Quoted text
────────────────────
A dreadful thing

Saturday, October 4th, 2008 10:32
[personal profile] kpreid
some type *foo;
size_t count = ...;

...

foo = malloc(count * sizeof * foo);

(no subject)

Date: 2008-10-04 14:44 (UTC)
From: [identity profile] dougo.livejournal.com
Please tell me that doesn't compile... sizeof is an undeclared variable, right?

(no subject)

Date: 2008-10-04 15:14 (UTC)
From: [identity profile] kpreid.livejournal.com
No, sizeof is a unary prefix operator, and the parentheses are only required if the argument is a type.

(no subject)

Date: 2008-10-04 15:56 (UTC)
From: [identity profile] dougo.livejournal.com
But if it's followed by an asterisk, doesn't it parse as a variable? Or if it's a reserved word, shouldn't it just not parse at all?
────────────────────
List of tasks
#1 Answer these about the post on the malloc line:
(a) What date and time appear at the top of the post?
(b) In the reply dated 2008-10-04 15:14, when are the parentheses after sizeof said to be required?
(c) In the first comment, what does dougo suggest sizeof might be?
#2 Does each statement agree with the post on the malloc line?
(a) The code multiplies count by sizeof * foo inside the malloc call.
(b) The reply describes sizeof as a binary operator.
(c) The comment dated 2008-10-04 15:56 came from kpreid.livejournal.com.
#3 Reproduce the passage of the post on the malloc line that begins at the words "Date: 2008-10-04 14:44" and stops after "undeclared variable, right?".

Labeled-object pointing entries:
────────────────────
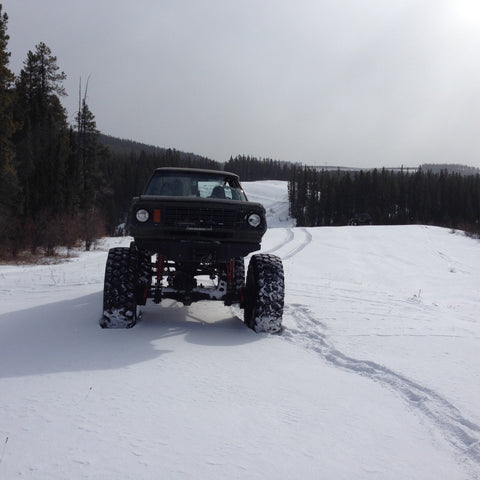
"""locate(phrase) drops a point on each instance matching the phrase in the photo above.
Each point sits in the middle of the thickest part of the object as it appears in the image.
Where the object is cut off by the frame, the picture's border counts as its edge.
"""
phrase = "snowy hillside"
(376, 375)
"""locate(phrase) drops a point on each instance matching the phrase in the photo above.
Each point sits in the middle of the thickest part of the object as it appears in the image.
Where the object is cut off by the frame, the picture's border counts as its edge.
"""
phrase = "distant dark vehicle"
(192, 229)
(361, 219)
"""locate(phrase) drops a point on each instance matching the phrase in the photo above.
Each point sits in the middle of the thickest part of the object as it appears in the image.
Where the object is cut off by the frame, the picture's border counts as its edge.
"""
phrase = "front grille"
(201, 217)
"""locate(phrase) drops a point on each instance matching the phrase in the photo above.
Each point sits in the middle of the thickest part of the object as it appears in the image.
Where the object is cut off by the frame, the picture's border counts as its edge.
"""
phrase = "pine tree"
(9, 184)
(42, 142)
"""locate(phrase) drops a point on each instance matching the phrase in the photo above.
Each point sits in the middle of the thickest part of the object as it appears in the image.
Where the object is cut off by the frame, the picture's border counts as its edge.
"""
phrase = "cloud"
(343, 82)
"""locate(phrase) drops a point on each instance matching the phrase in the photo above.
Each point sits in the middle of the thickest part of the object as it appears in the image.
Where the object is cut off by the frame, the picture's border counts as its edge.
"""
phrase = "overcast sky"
(366, 83)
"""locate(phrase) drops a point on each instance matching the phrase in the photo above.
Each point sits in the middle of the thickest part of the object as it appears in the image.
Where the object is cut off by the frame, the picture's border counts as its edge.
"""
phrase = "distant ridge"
(122, 146)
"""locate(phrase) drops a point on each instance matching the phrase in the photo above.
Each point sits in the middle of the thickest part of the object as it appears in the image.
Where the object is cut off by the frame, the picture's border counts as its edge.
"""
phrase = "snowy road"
(376, 374)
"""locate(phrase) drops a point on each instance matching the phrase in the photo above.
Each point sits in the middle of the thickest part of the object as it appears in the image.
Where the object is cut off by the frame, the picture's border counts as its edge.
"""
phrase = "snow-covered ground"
(376, 375)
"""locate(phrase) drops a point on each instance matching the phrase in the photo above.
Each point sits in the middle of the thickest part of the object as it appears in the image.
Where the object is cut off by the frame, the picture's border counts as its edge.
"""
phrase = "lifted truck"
(192, 229)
────────────────────
Answers to each task
#1
(a) Saturday, October 4th, 2008 10:32
(b) Only if the argument is a type.
(c) An undeclared variable.

#2
(a) Yes: "foo = malloc(count * sizeof * foo);"
(b) No: "sizeof is a unary prefix operator"
(c) No: "From: [identity profile] dougo.livejournal.com"

#3
Date: 2008-10-04 14:44 (UTC)
From: [identity profile] dougo.livejournal.com
Please tell me that doesn't compile... sizeof is an undeclared variable, right?